Extracted text:

Galatians 5 v 7 – 12 - Divine condemnation of those leading the Galatian Christians astray

 ‘You were running well. Who cut into you, not being persuaded of the truth, 8 the self-produced persuasion absolutely not from out of your summons and calling? 9 A little yeast is fermenting the whole lump. 10 I, on my part, am convinced towards you within the Lord that you will have no other mindset. But the one disturbing, troubling and agitating you will carry the judicial decision, whoever he is. 11 Now brothers if I still, even now, am proclaiming circumcision, why am I still pursued and persecuted, since the cause of stumbling, the cross, has been rendered entirely idle? 12 Oh that those turning you upside down will also ‘cut themselves off’, (Galatians 5 v 7 - 12).


Paul is very abrupt in style in verses 7 – 12. His thought jumps from subject to subject, not stopping to insert links of connection. He says that the Galatian Christians were ‘running well’ – elsewhere he likens the Christian life to athletes running a race in order to win the prize and he says that they were doing well, but then he asks, ‘Who, not being persuaded of the truth, cut in?’ Who, as it were, knocked them sideways so as to lead them to take another route? In turning back to the written codes of the Sinai Covenant, the Galatian Christians have persuaded themselves. What they are holding to is not from out of their calling by God. The belief that it is necessary to obey the laws of Moses and blend the observance of Jewish law with Christian teaching in order to be delivered and maintain a godly life, cannot be traced to God, even though those who are teaching it pretended to be commissioned by Him. Those who are wayward in the fellowship may be few, but they will soon ruin the whole assembly, because a small portion of legalism, if mixed with the Gospel, corrupts its purity and undermines the whole. Though they had been led astray and had embraced many false opinions, yet, on the whole, Paul had confidence in them and believed they would yet return and embrace the truth, as Paul had taught it. 


‘But the one disturbing, troubling and agitating you…’. Paul seems to have a particular individual in mind, perhaps the leader of the false teachers who was causing the most mischief among them. This agitator had unsettled the minds of the Galatian Christians and caused them to halt between two mutually exclusive Covenants, Moses and the Messiah, law and Gospel, and divine approval attained by working to observe the law or by means of the atoning sacrifice of the Messiah. Paul says that this individual ‘will carry the judicial decision, whoever he is’. Whoever endeavoured to lead them astray, whatever their status, God will reward them according to their behaviour. They will carry the consequences of God’s judicial decision.

Complete the following:
**A)** Please rewrite the part of the Galatians 5 commentary that opens with the words containing "Galatians 5 v 7 –" and closes with "5 v 7 - 12).", putting "leaven" in place of "yeast".
**B)** Condense the paragraph of the Galatians 5 commentary that begins "‘But the one disturbing, troubling and agitating you…’" into a shorter version that keeps its main facts.

Data:
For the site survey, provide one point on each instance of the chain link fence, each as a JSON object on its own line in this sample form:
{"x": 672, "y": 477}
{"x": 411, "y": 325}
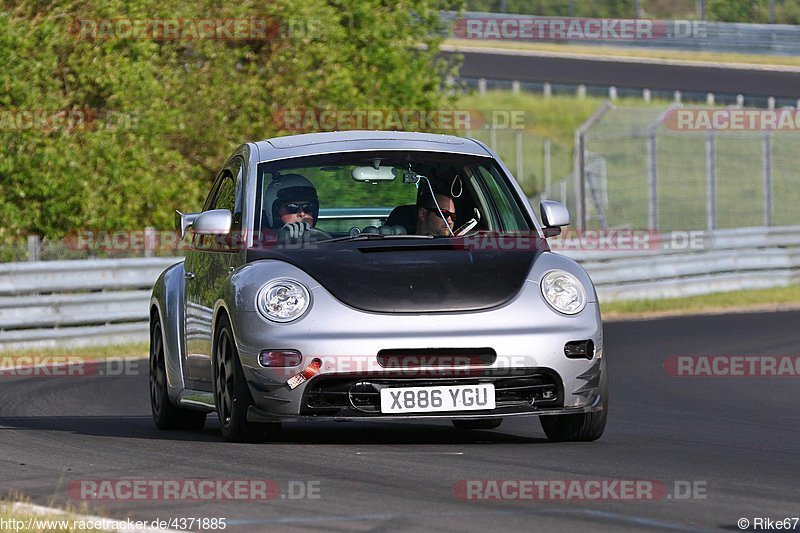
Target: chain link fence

Results in order:
**A)**
Galatians 5 v 7 – 12 - Divine condemnation of those leading the Galatian Christians astray

 ‘You were running well. Who cut into you, not being persuaded of the truth, 8 the self-produced persuasion absolutely not from out of your summons and calling? 9 A little leaven is fermenting the whole lump. 10 I, on my part, am convinced towards you within the Lord that you will have no other mindset. But the one disturbing, troubling and agitating you will carry the judicial decision, whoever he is. 11 Now brothers if I still, even now, am proclaiming circumcision, why am I still pursued and persecuted, since the cause of stumbling, the cross, has been rendered entirely idle? 12 Oh that those turning you upside down will also ‘cut themselves off’, (Galatians 5 v 7 - 12).

**B)** Paul appears to mean one particular person, perhaps the leader of the false teachers who was doing the most harm. This agitator unsettled the Galatian Christians and left them torn between two mutually exclusive Covenants: Moses and the Messiah, law and Gospel, and divine approval earned by keeping the law or gained through the Messiah's atoning sacrifice. Paul says this person "will carry the judicial decision, whoever he is." Anyone who tried to lead them astray, whatever their status, will bear the consequences of God's judicial decision.